◆ WHAT TO DO ◆
Find every line of the records that has "curved" and return it.
PROVIDED INFORMATION START
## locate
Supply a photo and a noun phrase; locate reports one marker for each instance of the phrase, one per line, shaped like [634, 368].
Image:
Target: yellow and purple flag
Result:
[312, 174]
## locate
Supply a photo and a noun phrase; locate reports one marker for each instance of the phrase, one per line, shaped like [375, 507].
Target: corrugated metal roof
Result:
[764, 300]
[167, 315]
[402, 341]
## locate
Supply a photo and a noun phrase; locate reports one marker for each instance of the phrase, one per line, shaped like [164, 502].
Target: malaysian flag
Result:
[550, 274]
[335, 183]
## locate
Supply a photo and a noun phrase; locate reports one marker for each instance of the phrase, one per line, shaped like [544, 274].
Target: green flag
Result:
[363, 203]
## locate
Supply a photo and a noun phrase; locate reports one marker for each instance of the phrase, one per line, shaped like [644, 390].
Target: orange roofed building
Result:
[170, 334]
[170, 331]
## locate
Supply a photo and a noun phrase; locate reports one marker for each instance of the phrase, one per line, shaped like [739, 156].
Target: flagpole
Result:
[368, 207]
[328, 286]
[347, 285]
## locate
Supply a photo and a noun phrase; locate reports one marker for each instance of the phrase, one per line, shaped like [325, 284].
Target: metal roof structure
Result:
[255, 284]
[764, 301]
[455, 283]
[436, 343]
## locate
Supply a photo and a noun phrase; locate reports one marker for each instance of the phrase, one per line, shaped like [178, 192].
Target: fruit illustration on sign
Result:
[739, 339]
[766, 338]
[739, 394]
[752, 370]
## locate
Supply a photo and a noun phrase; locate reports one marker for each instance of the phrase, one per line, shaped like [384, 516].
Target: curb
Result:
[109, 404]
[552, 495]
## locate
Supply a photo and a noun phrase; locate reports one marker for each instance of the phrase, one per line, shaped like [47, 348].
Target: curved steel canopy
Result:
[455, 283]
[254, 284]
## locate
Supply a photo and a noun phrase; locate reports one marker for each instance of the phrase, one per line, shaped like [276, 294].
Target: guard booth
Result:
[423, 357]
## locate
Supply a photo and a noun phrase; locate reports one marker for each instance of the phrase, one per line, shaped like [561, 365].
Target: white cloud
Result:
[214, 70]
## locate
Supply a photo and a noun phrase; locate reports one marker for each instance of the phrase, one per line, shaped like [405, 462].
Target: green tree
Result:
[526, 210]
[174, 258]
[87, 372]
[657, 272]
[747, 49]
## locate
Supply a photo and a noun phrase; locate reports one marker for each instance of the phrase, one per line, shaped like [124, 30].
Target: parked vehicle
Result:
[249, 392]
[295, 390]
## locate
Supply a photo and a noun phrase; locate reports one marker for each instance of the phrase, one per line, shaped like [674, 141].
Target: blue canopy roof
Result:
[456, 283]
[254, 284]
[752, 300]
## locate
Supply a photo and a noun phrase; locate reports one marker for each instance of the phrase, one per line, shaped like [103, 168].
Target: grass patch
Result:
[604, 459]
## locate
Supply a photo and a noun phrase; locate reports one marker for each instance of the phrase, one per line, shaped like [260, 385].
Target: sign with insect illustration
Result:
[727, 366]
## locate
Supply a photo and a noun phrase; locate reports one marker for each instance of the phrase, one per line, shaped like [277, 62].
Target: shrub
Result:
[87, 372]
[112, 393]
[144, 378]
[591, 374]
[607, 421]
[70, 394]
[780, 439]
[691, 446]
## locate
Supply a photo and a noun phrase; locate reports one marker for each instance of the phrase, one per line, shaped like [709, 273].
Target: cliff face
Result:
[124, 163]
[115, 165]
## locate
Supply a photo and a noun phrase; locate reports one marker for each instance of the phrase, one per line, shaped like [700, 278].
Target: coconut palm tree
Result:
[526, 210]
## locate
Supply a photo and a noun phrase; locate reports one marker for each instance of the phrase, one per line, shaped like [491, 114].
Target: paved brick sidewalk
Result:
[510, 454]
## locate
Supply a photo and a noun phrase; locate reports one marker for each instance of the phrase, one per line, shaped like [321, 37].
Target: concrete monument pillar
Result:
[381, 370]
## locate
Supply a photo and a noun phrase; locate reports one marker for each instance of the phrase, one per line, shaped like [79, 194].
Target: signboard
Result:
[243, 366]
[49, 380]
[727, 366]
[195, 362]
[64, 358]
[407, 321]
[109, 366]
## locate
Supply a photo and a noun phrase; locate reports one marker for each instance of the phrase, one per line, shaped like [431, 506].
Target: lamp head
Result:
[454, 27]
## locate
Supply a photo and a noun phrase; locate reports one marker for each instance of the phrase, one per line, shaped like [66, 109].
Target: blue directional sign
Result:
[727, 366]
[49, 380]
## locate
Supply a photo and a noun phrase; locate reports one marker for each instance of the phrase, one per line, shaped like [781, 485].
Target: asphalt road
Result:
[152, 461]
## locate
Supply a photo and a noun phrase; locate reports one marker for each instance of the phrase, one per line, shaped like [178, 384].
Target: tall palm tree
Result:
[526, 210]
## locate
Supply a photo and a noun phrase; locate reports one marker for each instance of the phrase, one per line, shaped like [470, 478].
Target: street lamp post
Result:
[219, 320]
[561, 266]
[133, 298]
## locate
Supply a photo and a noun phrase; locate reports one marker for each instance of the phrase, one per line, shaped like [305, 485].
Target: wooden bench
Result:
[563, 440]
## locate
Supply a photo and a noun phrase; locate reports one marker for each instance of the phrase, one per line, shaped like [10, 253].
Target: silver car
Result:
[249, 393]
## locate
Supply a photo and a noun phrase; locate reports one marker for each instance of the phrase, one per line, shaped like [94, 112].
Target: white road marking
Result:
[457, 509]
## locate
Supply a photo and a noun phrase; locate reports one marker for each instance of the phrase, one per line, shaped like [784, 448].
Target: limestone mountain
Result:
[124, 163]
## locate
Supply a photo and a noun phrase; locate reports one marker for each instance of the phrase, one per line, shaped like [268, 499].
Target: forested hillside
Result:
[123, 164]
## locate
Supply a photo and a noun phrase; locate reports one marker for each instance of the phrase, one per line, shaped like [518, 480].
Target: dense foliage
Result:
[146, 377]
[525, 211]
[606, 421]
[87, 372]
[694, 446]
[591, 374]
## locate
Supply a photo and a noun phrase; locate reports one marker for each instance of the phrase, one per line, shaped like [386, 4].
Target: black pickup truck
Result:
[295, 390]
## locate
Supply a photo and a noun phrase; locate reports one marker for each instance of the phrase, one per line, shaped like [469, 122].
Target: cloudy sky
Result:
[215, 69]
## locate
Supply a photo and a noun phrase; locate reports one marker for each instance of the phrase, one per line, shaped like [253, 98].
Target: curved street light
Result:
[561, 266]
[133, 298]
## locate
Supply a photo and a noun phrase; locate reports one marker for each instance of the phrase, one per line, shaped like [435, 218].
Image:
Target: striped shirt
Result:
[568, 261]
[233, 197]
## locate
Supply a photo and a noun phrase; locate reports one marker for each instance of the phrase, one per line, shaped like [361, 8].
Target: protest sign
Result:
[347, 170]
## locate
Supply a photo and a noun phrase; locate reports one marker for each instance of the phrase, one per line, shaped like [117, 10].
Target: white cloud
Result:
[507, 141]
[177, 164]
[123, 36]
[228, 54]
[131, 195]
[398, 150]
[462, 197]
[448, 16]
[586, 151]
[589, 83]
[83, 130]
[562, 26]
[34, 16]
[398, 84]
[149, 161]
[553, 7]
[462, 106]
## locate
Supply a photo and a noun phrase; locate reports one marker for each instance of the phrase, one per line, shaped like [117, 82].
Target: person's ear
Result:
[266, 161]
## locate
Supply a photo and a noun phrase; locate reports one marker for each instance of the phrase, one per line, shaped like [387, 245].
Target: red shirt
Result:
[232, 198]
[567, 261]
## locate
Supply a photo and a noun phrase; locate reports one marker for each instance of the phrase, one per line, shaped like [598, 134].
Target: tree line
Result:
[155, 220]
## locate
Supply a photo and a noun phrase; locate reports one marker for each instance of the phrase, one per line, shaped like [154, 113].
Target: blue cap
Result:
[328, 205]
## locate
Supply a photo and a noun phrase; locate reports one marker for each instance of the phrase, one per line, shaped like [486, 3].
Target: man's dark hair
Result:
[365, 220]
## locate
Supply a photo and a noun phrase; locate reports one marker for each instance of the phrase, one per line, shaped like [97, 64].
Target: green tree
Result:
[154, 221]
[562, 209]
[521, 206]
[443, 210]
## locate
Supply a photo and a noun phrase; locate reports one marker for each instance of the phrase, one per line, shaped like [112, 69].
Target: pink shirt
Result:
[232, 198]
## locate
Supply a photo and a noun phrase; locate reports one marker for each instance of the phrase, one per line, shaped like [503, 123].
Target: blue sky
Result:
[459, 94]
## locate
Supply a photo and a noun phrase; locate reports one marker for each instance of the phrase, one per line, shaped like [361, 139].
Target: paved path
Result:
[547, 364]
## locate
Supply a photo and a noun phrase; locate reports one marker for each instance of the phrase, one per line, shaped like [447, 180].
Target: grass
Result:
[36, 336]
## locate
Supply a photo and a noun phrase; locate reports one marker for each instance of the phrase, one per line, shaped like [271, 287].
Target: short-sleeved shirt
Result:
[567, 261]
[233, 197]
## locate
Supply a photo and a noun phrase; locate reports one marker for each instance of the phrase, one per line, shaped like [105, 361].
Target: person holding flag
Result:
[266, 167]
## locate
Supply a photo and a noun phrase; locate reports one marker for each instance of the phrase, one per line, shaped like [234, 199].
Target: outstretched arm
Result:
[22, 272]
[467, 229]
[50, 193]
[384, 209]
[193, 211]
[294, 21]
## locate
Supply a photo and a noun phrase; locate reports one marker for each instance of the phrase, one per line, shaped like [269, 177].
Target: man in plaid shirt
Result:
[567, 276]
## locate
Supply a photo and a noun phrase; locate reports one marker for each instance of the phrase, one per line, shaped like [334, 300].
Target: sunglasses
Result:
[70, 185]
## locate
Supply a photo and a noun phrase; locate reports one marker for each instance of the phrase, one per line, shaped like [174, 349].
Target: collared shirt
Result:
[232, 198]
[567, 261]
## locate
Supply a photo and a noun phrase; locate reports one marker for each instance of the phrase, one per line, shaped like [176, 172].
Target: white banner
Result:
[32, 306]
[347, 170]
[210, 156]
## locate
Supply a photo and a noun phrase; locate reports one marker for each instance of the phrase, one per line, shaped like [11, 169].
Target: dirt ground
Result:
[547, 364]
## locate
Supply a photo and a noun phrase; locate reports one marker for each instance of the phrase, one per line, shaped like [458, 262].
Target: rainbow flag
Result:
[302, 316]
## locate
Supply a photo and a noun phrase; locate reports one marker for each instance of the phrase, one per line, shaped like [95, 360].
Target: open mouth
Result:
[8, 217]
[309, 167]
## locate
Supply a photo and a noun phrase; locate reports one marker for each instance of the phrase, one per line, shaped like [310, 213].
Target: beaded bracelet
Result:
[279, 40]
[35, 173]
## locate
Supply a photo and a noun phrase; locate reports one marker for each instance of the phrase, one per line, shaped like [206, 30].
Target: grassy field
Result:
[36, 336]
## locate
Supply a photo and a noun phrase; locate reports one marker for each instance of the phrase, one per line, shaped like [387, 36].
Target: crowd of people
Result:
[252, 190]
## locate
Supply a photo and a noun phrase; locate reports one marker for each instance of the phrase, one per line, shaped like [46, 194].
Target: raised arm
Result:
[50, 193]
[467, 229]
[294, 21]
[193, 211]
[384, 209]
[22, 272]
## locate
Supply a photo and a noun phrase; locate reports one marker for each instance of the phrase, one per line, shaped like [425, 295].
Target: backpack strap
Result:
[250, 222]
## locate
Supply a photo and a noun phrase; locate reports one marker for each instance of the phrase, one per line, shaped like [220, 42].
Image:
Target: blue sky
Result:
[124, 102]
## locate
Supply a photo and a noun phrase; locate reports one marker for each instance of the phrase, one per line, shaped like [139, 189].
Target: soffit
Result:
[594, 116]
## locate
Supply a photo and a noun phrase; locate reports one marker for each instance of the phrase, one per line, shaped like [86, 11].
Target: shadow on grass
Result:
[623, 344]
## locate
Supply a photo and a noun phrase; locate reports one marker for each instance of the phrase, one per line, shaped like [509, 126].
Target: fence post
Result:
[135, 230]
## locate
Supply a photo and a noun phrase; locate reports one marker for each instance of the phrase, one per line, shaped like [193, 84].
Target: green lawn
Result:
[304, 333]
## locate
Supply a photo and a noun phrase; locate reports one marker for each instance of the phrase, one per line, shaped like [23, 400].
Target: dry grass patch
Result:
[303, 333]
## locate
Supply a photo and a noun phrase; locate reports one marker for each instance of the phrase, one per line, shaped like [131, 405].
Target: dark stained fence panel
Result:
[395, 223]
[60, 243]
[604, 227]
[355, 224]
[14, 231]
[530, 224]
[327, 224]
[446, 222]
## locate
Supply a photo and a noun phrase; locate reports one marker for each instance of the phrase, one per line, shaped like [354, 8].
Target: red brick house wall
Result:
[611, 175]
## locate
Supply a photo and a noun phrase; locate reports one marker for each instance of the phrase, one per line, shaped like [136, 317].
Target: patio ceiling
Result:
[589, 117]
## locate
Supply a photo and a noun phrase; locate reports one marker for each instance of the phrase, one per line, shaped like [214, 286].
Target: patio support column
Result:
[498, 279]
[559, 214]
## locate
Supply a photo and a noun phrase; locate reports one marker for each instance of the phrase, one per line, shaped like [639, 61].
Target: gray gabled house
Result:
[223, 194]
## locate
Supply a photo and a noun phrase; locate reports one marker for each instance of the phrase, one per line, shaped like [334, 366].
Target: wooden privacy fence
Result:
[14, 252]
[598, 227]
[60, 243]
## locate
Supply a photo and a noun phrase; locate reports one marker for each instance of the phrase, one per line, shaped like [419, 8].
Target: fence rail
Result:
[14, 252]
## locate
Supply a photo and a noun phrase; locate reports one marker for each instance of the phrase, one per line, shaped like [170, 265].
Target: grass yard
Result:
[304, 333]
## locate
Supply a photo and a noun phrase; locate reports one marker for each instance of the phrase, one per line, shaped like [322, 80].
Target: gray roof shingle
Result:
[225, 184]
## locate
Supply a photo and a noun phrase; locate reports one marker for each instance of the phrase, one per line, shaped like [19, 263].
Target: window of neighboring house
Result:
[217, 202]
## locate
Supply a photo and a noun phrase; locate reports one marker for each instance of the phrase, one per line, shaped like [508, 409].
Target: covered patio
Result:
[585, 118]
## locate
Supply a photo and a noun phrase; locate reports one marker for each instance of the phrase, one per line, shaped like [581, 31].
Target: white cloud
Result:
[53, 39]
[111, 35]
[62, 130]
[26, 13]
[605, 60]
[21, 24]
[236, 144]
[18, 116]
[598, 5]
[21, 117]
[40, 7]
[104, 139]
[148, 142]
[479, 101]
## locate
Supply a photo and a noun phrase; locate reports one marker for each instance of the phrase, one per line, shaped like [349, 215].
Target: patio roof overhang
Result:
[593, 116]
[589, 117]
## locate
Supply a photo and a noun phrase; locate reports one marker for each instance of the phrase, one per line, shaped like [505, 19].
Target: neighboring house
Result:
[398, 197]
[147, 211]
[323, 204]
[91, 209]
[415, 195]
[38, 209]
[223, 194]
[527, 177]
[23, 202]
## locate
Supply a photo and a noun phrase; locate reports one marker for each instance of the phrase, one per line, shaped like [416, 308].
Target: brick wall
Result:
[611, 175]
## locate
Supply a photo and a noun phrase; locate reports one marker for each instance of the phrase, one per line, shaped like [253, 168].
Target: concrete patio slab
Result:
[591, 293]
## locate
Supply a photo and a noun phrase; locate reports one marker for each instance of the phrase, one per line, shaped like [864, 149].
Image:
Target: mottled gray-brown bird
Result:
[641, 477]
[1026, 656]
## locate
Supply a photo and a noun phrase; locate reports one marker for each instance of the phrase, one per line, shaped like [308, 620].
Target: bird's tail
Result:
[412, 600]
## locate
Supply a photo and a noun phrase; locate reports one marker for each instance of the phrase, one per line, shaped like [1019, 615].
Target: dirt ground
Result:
PROVIDED INFORMATION END
◆ ANSWER TO THIS EXERCISE ◆
Target: curved steel canopy
Target: curved street light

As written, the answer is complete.